**PROBLEM SET:**
(a) Answer these questions about the mailing list reply on decoding SVE events:
(i) Who sent the reply?
(ii) Which two tools does Dave Martin say can already handle 8192-bit vectors?
(iii) What two properties can the SPE profiling feature tag SVE instructions with?
(b) Extend the mailing list reply on decoding SVE events, picking up right after its final line.

**DOCUMENT EXTRACT:**
Re: [PATCH 5/5] perf: arm_spe: Decode SVE events

From: "André Przywara" <andre.przywara@arm.com>
To: Dave Martin <Dave.Martin@arm.com>
Cc: Will Deacon <will@kernel.org>,
	Catalin Marinas <catalin.marinas@arm.com>,
	Peter Zijlstra <peterz@infradead.org>,
	Ingo Molnar <mingo@redhat.com>,
	Arnaldo Carvalho de Melo <acme@kernel.org>,
	Mark Rutland <mark.rutland@arm.com>,
	Suzuki K Poulose <suzuki.poulose@arm.com>,
	Alexander Shishkin <alexander.shishkin@linux.intel.com>,
	linux-kernel@vger.kernel.org, James Clark <james.clark@arm.com>,
	Leo Yan <leo.yan@linaro.org>, Namhyung Kim <namhyung@kernel.org>,
	Jiri Olsa <jolsa@redhat.com>, Tan Xiaojun <tanxiaojun@huawei.com>,
	linux-arm-kernel@lists.infradead.org,
	Wei Li <liwei391@huawei.com>
Subject: Re: [PATCH 5/5] perf: arm_spe: Decode SVE events
Date: Mon, 28 Sep 2020 14:59:34 +0100	[thread overview]
Message-ID: <8efd63eb-5ae7-0f9a-6c37-ef5e68af4e6c@arm.com> (raw)
In-Reply-To: <20200928132114.GF6642@arm.com>

On 28/09/2020 14:21, Dave Martin wrote:

Hi Dave,

> On Tue, Sep 22, 2020 at 11:12:25AM +0100, Andre Przywara wrote:
>> The Scalable Vector Extension (SVE) is an ARMv8 architecture extension
>> that introduces very long vector operations (up to 2048 bits).
> 
> (8192, in fact, though don't expect to see that on real hardware any
> time soon...  qemu and the Arm fast model can do it, though.)
> 
>> The SPE profiling feature can tag SVE instructions with additional
>> properties like predication or the effective vector length.
>>
>> Decode the new operation type bits in the SPE decoder to allow the perf
>> tool to correctly report about SVE instructions.

**GIVEN ENTRIES:**

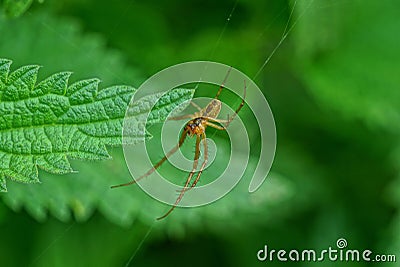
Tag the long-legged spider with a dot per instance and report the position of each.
(196, 126)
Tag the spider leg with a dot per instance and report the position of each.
(230, 119)
(203, 165)
(158, 164)
(196, 106)
(183, 117)
(182, 192)
(215, 126)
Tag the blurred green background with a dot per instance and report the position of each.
(333, 87)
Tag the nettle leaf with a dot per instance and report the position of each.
(15, 8)
(44, 124)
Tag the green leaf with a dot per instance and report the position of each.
(15, 8)
(352, 68)
(44, 124)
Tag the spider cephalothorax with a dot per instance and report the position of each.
(196, 127)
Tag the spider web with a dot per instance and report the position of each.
(290, 25)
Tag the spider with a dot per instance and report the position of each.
(196, 126)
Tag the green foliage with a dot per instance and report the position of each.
(15, 8)
(332, 86)
(44, 124)
(357, 81)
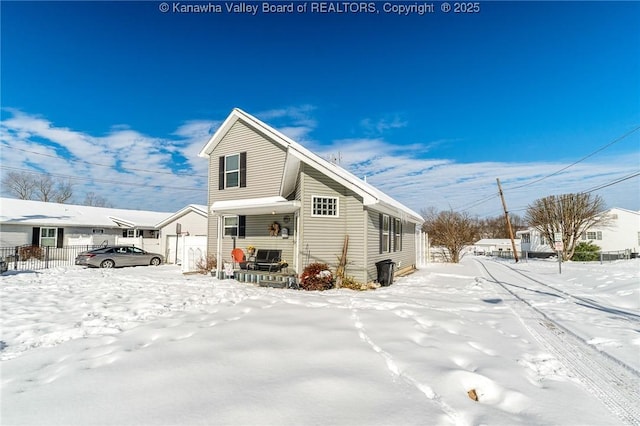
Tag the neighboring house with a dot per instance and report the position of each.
(188, 224)
(270, 192)
(620, 234)
(37, 223)
(493, 245)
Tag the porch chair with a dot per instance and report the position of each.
(238, 257)
(268, 260)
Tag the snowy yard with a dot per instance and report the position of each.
(150, 346)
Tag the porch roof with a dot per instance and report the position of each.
(256, 206)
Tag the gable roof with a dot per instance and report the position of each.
(296, 153)
(39, 213)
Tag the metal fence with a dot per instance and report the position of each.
(29, 258)
(601, 256)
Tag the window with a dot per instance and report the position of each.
(397, 232)
(48, 237)
(232, 171)
(385, 240)
(230, 226)
(594, 235)
(234, 226)
(324, 206)
(131, 233)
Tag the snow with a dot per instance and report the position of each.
(151, 346)
(29, 212)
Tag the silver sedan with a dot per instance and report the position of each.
(116, 256)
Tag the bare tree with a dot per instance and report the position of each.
(28, 186)
(568, 214)
(48, 190)
(21, 185)
(495, 227)
(92, 199)
(451, 230)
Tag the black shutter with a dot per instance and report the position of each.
(35, 236)
(221, 173)
(381, 245)
(60, 239)
(242, 226)
(392, 234)
(243, 170)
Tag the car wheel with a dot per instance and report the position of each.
(107, 263)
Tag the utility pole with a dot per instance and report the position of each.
(506, 216)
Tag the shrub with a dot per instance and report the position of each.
(316, 276)
(586, 251)
(352, 284)
(207, 264)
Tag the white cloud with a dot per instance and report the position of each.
(128, 168)
(402, 172)
(382, 125)
(295, 122)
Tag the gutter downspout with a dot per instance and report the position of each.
(219, 248)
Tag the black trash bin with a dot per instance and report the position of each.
(385, 271)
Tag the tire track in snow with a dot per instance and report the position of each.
(609, 380)
(395, 370)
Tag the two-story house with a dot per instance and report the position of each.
(268, 191)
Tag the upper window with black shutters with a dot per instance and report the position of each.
(233, 171)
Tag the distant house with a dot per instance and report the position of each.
(494, 245)
(620, 234)
(37, 223)
(188, 225)
(268, 191)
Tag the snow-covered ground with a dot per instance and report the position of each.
(150, 346)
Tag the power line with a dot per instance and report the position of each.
(622, 179)
(102, 165)
(114, 182)
(580, 160)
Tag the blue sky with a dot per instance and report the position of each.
(431, 108)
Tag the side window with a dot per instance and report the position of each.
(234, 226)
(385, 237)
(397, 232)
(324, 206)
(232, 171)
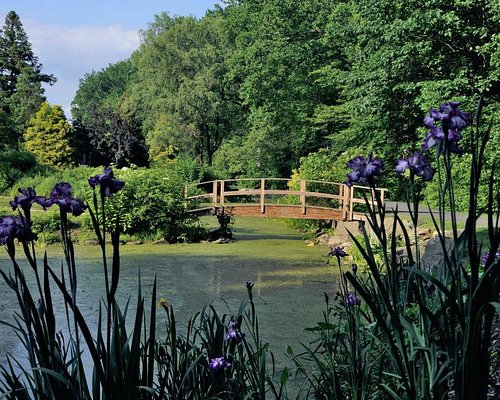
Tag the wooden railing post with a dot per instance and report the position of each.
(303, 195)
(222, 193)
(262, 195)
(345, 201)
(214, 193)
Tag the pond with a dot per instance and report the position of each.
(290, 279)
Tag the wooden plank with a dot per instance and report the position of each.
(281, 211)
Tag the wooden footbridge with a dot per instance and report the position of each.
(280, 198)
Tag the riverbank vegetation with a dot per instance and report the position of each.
(280, 88)
(268, 88)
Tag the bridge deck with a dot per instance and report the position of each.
(313, 199)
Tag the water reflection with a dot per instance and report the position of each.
(288, 292)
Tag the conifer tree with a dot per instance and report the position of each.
(21, 78)
(48, 137)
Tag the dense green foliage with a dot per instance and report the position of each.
(150, 206)
(257, 86)
(21, 77)
(48, 137)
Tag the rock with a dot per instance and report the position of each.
(433, 256)
(222, 241)
(134, 242)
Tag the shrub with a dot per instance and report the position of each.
(403, 330)
(220, 357)
(14, 165)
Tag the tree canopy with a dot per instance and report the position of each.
(21, 78)
(257, 86)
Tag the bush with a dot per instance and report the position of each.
(14, 165)
(220, 357)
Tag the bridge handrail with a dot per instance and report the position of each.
(345, 194)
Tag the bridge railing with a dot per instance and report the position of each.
(277, 191)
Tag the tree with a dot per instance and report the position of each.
(116, 138)
(21, 78)
(104, 88)
(48, 137)
(277, 48)
(181, 79)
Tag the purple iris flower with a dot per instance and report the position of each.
(11, 228)
(354, 268)
(452, 120)
(451, 116)
(233, 332)
(418, 164)
(485, 257)
(352, 300)
(363, 168)
(337, 252)
(27, 199)
(107, 182)
(62, 195)
(249, 286)
(218, 363)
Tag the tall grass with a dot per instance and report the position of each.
(416, 333)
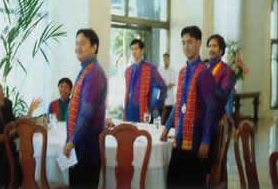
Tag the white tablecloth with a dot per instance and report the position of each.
(56, 138)
(157, 169)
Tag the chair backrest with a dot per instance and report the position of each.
(273, 169)
(219, 168)
(10, 159)
(25, 130)
(245, 132)
(125, 135)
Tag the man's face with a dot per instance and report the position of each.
(1, 96)
(64, 90)
(83, 48)
(191, 46)
(166, 60)
(137, 52)
(214, 49)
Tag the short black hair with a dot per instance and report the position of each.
(65, 80)
(139, 42)
(220, 40)
(92, 35)
(166, 54)
(193, 31)
(206, 60)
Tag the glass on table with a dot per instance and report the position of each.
(147, 117)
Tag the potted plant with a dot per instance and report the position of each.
(22, 18)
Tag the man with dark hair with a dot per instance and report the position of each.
(168, 74)
(224, 78)
(59, 107)
(86, 114)
(145, 89)
(192, 117)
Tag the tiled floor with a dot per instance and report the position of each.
(266, 140)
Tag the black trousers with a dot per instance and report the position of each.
(186, 170)
(167, 110)
(84, 176)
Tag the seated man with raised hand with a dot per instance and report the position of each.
(59, 107)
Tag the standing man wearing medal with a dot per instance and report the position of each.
(224, 78)
(193, 117)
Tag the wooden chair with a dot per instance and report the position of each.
(25, 130)
(219, 176)
(273, 169)
(245, 132)
(10, 159)
(125, 135)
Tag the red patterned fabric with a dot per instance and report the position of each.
(217, 70)
(189, 118)
(55, 108)
(75, 101)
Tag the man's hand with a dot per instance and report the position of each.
(109, 123)
(203, 150)
(171, 85)
(67, 148)
(164, 134)
(36, 102)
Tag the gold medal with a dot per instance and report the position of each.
(183, 109)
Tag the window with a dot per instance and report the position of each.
(274, 55)
(143, 19)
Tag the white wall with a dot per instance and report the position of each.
(100, 21)
(256, 51)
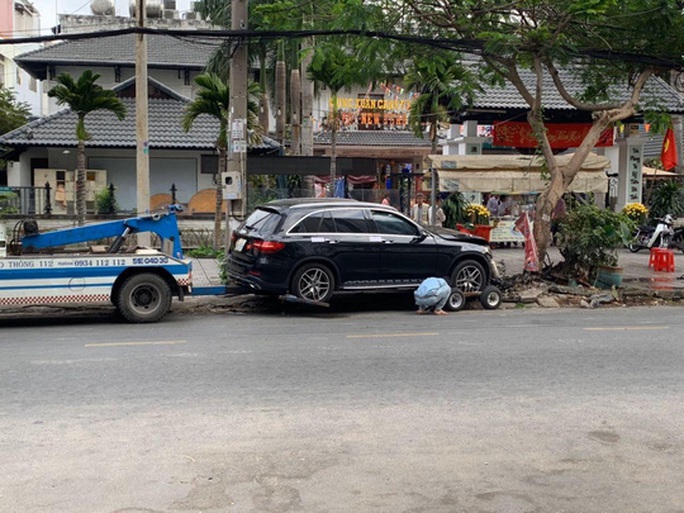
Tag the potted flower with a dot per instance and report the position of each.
(588, 240)
(636, 212)
(478, 224)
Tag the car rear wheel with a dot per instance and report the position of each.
(314, 282)
(469, 276)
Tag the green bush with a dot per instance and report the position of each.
(455, 210)
(105, 202)
(590, 236)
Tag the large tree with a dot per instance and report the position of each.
(444, 87)
(84, 96)
(613, 47)
(213, 99)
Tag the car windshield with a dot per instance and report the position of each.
(263, 221)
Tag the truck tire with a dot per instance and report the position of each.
(491, 298)
(456, 301)
(144, 297)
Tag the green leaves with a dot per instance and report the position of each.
(84, 96)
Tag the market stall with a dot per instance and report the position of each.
(518, 178)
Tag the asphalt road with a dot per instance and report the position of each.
(504, 411)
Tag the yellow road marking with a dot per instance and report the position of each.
(388, 335)
(157, 343)
(629, 328)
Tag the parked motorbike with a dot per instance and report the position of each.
(660, 236)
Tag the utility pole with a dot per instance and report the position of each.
(142, 156)
(237, 121)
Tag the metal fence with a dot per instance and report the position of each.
(25, 200)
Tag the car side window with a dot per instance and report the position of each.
(391, 224)
(316, 222)
(309, 224)
(350, 221)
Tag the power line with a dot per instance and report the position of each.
(470, 46)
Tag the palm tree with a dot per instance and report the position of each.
(84, 96)
(213, 99)
(443, 86)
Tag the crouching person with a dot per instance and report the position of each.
(432, 295)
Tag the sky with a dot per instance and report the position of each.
(50, 8)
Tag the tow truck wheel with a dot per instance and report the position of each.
(456, 301)
(491, 298)
(144, 297)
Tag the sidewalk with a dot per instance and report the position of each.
(636, 272)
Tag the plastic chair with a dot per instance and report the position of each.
(662, 260)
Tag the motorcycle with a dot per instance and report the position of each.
(660, 236)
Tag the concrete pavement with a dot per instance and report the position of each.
(636, 274)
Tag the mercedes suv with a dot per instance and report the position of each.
(313, 248)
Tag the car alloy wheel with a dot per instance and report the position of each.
(469, 276)
(314, 282)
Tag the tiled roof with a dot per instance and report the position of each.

**ANSWERS GIVEN:**
(a)
(i) André Przywara
(ii) qemu and the Arm fast model
(iii) Predication and the effective vector length

(b)
> 
> 
> I don't know anything about SPE, so just commenting on a few minor
> things that catch my eye here.

Many thanks for taking a look!
Please note that I actually missed a prior submission by Wei, so the
code changes here will end up in:
https://lore.kernel.org/patchwork/patch/1288413/

But your two points below magically apply to his patch as well, so....

> 
>> Signed-off-by: Andre Przywara <andre.przywara@arm.com>
>> ---
>>  .../arm-spe-decoder/arm-spe-pkt-decoder.c     | 48 ++++++++++++++++++-
>>  1 file changed, 47 insertions(+), 1 deletion(-)
>>
>> diff --git a/tools/perf/util/arm-spe-decoder/arm-spe-pkt-decoder.c b/tools/perf/util/arm-spe-decoder/arm-spe-pkt-decoder.c
>> index a033f34846a6..f0c369259554 100644
>> --- a/tools/perf/util/arm-spe-decoder/arm-spe-pkt-decoder.c
>> +++ b/tools/perf/util/arm-spe-decoder/arm-spe-pkt-decoder.c
>> @@ -372,8 +372,35 @@ int arm_spe_pkt_desc(const struct arm_spe_pkt *packet, char *buf,
>>  	}
>>  	case ARM_SPE_OP_TYPE:
>>  		switch (idx) {
>> -		case 0:	return snprintf(buf, buf_len, "%s", payload & 0x1 ?
>> +		case 0: {
>> +			size_t blen = buf_len;
>> +
>> +			if ((payload & 0x89) == 0x08) {
>> +				ret = snprintf(buf, buf_len, "SVE");
>> +				buf += ret;
>> +				blen -= ret;
> 
> (Nit: can ret be < 0 ?  I've never been 100% clear on this myself for
> the s*printf() family -- if this assumption is widespread in perf tool
> a lready that I guess just go with the flow.)

Yeah, some parts of the code in here check for -1, actually, but doing
this on every call to snprintf would push this current code over the
edge - and I cowardly avoided a refactoring ;-)

Please note that his is perf userland, and also we are printing constant
strings here.
Although admittedly this starts to sounds like an excuse now ...

> I wonder if this snprintf+increment+decrement sequence could be wrapped
> up as a helper, rather than having to be repeated all over the place.

Yes, I was hoping nobody would notice ;-)

>> +				if (payload & 0x2)
>> +					ret = snprintf(buf, buf_len, " FP");
>> +				else
>> +					ret = snprintf(buf, buf_len, " INT");
>> +				buf += ret;
>> +				blen -= ret;
>> +				if (payload & 0x4) {
>> +					ret = snprintf(buf, buf_len, " PRED");
>> +					buf += ret;
>> +					blen -= ret;
>> +				}
>> +				/* Bits [7..4] encode the vector length */
>> +				ret = snprintf(buf, buf_len, " EVLEN%d",
>> +					       32 << ((payload >> 4) & 0x7));
> 
> Isn't this just extracting 3 bits (0x7)? 

Ah, right, the comment is wrong. It's actually bits [6:4].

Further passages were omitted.